Required work:
[1] Translate this sentence from the passage on image load and store formats into Spanish: "We allow format conversions to and from any format that image units support."
[2] Rewrite the part of the passage on image load and store formats starting with "We allow format" and going on through "the texture format.", swapping "legal" for "permitted".

Passage given:
--- BEGIN ---
RESOLVED: There is a natural desire to load and store using a
canonical 4-vector in the shader with hardware converting to/from a
format compatible with the bound image, to be consistent with how
texture loads and fragment shader outputs currently behave. There is
also good reason to allow some flexibility in the format used for image
accesses being different from the internal format of the texture level.
We allow format conversions to and from any format that image units
support. We make the format be selected when the image is bound to an
image unit, and define which image unit formats can be used for which
texture level internal formats. For example, it is legal to access an
image whose internal format is RGBA8 with an image unit format of
R32UI.
(2) What set of texture formats should be supported for image loads and
stores?
RESOLVED: We allow textures to be bound to image units if and only if
the implementation supports formatted stores for the texture format.
Any texture formats not explicitly enumerated in this extension may not
be bound to an image unit, although future extensions may add new
formats to the set of supported formats.
--- END ---
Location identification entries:
--- BEGIN ---
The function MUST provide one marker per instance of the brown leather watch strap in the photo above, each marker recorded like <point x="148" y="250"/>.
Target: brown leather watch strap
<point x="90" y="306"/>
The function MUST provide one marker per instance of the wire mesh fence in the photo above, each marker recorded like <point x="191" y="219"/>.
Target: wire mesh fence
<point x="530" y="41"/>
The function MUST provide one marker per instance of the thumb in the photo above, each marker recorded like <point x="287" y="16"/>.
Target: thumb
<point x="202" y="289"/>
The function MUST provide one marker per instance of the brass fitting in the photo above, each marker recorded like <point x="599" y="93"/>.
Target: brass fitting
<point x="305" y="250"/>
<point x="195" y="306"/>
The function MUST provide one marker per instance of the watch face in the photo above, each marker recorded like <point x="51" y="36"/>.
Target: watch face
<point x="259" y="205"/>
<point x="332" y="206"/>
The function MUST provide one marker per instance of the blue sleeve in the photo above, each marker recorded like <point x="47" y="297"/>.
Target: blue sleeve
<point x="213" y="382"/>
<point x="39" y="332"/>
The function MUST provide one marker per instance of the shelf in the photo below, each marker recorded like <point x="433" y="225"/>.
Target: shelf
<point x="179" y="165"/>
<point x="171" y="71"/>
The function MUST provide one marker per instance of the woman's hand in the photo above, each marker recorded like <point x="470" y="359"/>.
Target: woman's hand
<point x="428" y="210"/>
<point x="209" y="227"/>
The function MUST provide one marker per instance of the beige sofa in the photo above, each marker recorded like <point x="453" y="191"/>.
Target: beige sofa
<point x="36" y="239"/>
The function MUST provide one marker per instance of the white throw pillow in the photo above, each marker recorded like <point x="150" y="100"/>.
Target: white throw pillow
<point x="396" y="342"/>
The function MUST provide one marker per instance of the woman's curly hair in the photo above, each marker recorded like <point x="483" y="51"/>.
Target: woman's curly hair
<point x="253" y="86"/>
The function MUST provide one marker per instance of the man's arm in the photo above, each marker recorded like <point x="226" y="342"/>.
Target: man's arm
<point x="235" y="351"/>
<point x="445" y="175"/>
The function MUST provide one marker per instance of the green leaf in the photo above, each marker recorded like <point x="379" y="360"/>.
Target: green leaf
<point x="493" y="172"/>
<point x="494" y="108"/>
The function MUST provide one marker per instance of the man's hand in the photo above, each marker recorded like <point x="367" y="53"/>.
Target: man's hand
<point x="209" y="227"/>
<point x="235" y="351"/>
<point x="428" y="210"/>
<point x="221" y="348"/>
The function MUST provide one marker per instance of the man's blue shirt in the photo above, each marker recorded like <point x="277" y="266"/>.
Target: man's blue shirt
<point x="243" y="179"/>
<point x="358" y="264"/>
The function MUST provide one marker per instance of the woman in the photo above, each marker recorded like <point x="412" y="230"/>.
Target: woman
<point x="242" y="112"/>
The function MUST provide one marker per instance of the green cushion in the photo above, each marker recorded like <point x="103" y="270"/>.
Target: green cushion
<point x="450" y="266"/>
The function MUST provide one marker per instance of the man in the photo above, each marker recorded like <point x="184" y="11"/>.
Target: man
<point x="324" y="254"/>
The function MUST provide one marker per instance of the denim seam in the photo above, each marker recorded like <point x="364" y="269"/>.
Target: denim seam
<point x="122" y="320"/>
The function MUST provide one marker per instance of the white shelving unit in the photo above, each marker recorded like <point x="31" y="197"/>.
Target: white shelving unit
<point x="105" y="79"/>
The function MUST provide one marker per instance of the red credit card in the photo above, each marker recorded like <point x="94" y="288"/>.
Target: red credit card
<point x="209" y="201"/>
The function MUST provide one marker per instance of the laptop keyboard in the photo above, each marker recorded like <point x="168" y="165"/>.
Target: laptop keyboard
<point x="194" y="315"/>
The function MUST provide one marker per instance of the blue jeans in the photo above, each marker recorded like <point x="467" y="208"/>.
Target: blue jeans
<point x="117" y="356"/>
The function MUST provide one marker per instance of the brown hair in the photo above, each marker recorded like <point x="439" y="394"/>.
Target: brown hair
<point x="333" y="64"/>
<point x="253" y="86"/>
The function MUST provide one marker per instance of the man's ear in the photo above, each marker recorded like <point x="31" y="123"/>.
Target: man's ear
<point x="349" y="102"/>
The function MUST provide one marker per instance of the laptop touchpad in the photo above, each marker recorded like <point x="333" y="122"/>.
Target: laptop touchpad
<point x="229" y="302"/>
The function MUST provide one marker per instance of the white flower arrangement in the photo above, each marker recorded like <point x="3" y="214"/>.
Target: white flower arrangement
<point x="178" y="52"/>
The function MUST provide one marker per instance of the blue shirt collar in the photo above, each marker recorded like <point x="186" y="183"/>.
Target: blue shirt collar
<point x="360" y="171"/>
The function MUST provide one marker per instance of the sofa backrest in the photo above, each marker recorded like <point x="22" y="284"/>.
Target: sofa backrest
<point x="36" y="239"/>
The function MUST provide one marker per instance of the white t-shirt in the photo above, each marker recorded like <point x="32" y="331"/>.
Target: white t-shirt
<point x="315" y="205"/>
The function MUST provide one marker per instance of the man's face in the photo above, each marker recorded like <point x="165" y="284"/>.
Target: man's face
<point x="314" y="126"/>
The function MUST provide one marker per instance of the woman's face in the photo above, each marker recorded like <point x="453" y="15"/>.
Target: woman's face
--- END ---
Answers to each task:
[1] Permitimos conversiones de formato hacia y desde cualquier formato que admitan las unidades de imagen.

[2]
We allow format conversions to and from any format that image units
support. We make the format be selected when the image is bound to an
image unit, and define which image unit formats can be used for which
texture level internal formats. For example, it is permitted to access an
image whose internal format is RGBA8 with an image unit format of
R32UI.
(2) What set of texture formats should be supported for image loads and
stores?
RESOLVED: We allow textures to be bound to image units if and only if
the implementation supports formatted stores for the texture format.